SET PROBLEM: Number the lines of the material, from the line containing "Where can the knuckle" through the end, as a list with blank lines dropped. Leave the pictures out.

**** DATASET ROWS

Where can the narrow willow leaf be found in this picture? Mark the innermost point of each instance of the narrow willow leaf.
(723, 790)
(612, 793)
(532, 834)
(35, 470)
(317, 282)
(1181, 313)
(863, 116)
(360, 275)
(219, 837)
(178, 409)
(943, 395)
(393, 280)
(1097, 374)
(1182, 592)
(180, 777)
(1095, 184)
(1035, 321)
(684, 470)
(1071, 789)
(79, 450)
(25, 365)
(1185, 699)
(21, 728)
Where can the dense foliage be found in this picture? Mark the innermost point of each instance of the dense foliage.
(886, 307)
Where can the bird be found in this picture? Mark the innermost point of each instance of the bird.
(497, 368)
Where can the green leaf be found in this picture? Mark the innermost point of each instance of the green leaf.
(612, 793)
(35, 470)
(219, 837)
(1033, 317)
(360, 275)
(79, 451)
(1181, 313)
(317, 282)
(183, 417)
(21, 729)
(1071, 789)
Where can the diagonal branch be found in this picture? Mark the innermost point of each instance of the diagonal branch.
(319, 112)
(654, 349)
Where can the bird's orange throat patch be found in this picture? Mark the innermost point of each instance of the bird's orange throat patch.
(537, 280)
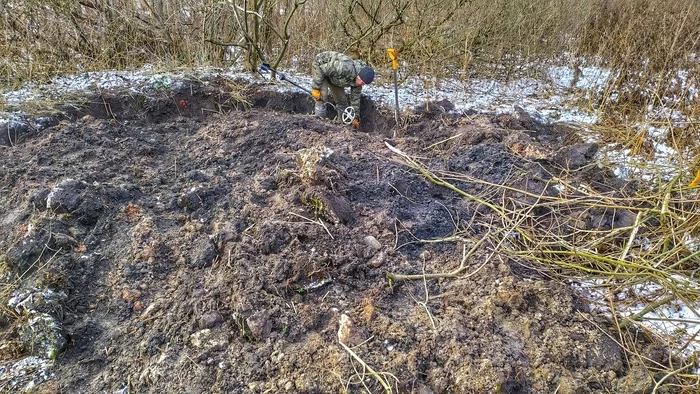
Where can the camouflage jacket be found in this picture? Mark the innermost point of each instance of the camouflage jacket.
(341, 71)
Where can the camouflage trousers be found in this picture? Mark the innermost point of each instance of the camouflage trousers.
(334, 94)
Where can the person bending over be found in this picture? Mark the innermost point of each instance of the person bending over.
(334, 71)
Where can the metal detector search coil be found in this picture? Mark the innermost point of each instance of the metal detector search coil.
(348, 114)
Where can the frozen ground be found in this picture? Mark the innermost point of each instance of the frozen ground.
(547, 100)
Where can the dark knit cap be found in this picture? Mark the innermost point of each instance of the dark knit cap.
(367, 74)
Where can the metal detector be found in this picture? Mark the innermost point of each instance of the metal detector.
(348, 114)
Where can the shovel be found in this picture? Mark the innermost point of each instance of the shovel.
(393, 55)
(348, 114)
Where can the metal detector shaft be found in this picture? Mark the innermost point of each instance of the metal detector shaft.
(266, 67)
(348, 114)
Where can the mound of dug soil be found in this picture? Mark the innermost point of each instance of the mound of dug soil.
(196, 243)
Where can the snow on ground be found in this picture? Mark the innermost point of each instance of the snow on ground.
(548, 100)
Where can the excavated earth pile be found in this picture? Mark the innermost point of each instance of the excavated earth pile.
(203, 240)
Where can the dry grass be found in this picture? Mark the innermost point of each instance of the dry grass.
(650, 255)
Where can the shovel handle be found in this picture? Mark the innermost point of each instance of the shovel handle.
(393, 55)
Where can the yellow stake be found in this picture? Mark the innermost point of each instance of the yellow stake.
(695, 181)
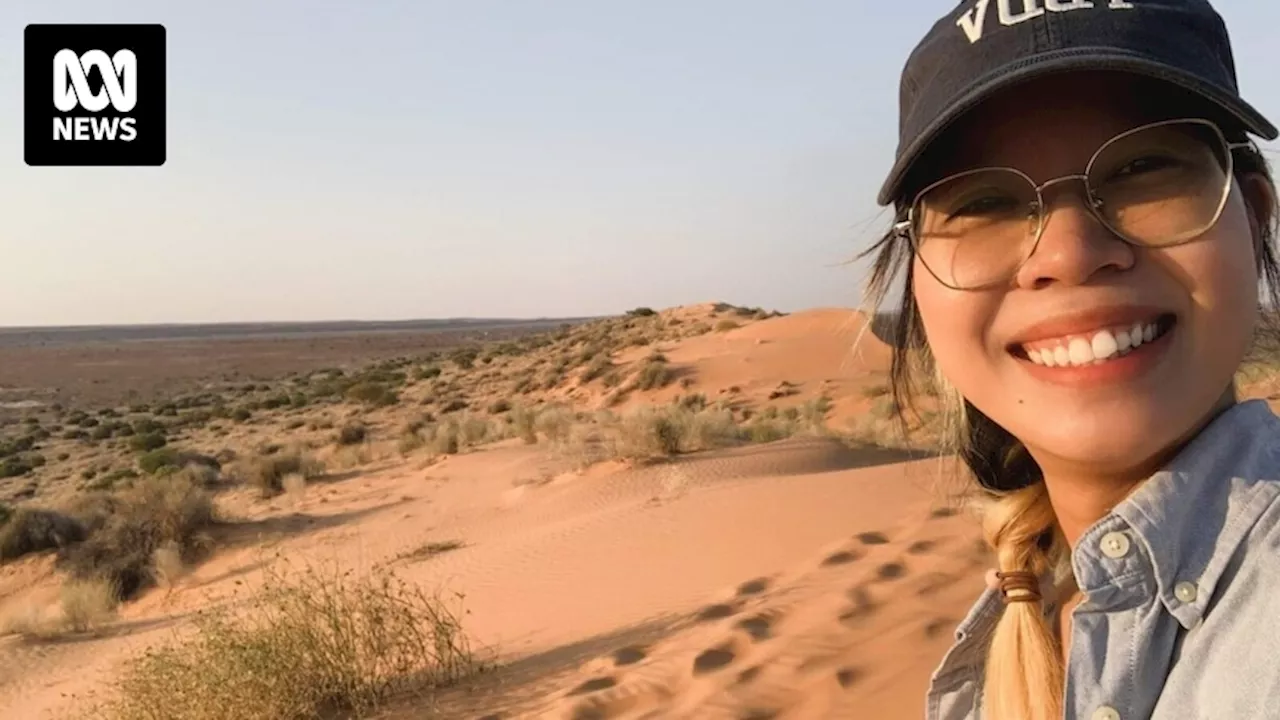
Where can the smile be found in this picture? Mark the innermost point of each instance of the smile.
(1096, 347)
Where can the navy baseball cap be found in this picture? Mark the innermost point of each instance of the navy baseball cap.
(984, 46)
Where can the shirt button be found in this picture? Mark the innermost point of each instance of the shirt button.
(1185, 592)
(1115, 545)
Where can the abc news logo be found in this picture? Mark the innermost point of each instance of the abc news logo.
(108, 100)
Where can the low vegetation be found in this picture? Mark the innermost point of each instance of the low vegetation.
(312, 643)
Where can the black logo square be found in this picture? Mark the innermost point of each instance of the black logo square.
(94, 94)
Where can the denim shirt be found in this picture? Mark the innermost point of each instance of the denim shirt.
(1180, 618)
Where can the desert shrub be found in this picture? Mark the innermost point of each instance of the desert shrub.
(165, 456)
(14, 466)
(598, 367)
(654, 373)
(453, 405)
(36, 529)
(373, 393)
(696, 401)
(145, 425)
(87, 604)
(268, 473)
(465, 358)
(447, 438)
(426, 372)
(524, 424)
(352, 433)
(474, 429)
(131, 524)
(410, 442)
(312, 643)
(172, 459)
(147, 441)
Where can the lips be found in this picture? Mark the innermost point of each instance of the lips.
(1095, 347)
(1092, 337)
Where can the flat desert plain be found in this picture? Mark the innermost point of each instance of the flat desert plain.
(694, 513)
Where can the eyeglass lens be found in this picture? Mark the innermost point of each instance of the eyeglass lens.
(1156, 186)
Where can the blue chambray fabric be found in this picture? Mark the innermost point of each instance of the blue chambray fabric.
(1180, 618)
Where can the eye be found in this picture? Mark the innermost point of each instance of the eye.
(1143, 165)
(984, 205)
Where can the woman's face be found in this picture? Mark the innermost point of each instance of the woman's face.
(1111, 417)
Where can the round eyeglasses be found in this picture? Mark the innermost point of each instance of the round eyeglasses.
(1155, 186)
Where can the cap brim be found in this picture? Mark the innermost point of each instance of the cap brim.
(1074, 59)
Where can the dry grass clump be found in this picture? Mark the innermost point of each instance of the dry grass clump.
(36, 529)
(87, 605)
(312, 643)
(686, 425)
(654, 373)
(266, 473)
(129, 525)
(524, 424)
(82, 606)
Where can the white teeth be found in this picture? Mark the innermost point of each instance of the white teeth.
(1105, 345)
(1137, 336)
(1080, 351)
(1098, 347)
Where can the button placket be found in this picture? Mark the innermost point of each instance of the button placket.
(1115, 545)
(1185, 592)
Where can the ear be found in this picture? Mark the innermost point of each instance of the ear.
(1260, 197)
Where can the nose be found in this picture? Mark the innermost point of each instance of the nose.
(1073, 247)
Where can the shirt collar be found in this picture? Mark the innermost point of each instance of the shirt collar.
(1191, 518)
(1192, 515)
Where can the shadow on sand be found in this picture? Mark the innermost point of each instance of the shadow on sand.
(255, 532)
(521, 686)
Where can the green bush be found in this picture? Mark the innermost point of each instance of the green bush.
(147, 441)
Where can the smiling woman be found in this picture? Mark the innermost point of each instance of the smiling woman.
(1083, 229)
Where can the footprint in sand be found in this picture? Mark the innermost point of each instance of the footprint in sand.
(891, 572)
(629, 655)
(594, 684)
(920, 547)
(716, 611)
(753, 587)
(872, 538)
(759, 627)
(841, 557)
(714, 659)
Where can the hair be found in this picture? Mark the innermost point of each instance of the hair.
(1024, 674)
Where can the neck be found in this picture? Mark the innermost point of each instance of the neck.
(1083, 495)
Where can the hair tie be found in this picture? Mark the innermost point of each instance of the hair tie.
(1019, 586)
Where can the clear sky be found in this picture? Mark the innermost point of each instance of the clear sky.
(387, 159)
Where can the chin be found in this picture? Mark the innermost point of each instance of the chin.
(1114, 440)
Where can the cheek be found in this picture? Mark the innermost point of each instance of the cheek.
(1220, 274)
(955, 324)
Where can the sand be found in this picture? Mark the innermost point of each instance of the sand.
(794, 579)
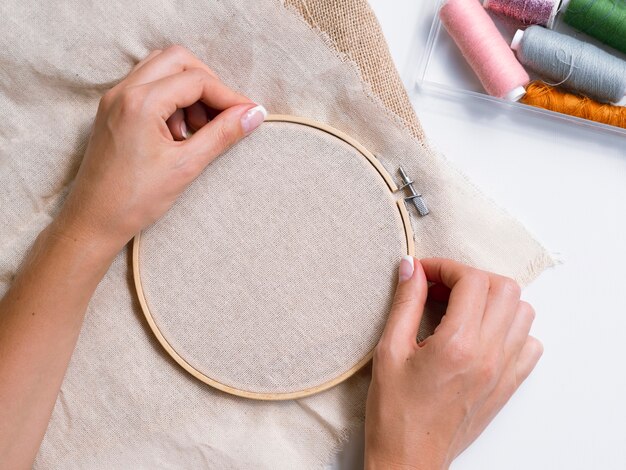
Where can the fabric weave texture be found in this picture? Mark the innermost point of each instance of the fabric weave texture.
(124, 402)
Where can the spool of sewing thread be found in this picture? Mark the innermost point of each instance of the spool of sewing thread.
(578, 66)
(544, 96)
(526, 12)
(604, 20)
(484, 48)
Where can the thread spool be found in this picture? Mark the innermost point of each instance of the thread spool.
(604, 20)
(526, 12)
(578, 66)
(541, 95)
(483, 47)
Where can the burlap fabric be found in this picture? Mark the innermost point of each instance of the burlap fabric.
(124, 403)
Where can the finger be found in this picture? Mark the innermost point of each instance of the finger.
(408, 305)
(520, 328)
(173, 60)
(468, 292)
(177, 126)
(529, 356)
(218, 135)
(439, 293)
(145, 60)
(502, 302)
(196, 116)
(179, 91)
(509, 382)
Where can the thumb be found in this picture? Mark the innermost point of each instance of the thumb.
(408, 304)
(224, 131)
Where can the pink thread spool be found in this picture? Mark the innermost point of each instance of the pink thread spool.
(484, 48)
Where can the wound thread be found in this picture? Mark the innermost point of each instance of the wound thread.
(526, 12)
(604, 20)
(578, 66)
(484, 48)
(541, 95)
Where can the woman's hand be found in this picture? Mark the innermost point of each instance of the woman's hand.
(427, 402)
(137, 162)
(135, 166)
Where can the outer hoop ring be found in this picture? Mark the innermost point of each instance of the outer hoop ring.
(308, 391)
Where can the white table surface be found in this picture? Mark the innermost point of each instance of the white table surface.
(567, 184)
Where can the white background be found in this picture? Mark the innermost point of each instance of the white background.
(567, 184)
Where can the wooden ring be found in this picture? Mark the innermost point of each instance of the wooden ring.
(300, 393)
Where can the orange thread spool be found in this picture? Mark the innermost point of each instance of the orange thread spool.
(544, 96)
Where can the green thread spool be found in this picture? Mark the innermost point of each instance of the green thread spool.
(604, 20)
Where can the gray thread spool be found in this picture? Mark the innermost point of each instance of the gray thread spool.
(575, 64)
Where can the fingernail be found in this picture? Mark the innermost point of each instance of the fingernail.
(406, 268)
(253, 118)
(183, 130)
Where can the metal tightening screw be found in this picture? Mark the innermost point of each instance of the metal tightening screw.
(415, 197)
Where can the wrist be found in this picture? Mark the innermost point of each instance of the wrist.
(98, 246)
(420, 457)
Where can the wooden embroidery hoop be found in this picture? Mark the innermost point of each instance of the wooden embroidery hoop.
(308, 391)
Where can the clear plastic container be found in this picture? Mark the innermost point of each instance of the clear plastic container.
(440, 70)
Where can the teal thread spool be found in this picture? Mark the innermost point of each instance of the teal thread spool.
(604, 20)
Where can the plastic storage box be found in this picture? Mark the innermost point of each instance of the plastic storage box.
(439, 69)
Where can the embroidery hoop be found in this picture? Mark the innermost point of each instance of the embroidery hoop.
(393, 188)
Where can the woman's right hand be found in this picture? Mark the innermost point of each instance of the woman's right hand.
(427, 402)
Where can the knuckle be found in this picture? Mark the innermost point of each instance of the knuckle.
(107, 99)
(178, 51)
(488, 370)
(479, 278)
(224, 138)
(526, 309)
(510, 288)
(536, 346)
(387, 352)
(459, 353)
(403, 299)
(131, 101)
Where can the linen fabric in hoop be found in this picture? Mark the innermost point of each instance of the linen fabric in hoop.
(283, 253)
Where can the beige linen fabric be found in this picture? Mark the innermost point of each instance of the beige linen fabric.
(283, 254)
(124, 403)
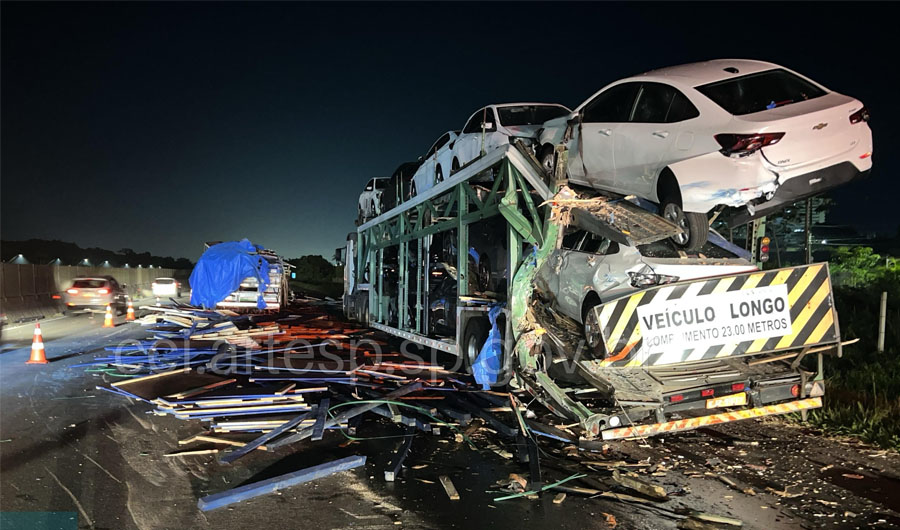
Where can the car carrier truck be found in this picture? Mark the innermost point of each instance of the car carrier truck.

********

REPLY:
1. Where can the knuckle be found in this picture? Mark the innermost point of each instance of the knuckle.
2. (107, 99)
3. (178, 51)
4. (488, 370)
5. (479, 278)
6. (224, 138)
7. (526, 309)
8. (510, 288)
9. (536, 346)
10. (387, 352)
11. (459, 353)
12. (403, 299)
13. (131, 101)
14. Where can the linen fabric in hoop be found in this picture? Mark the innermost point of each instance of the linen fabric in hoop.
15. (283, 253)
16. Where can the beige linen fabric be found in this picture? Mark the innermost point of each instance of the beige linen fabric.
17. (283, 254)
18. (124, 403)
19. Where can the car carrier truck be found in this picture? Mark the innermost point of each instance of the car carrier truck.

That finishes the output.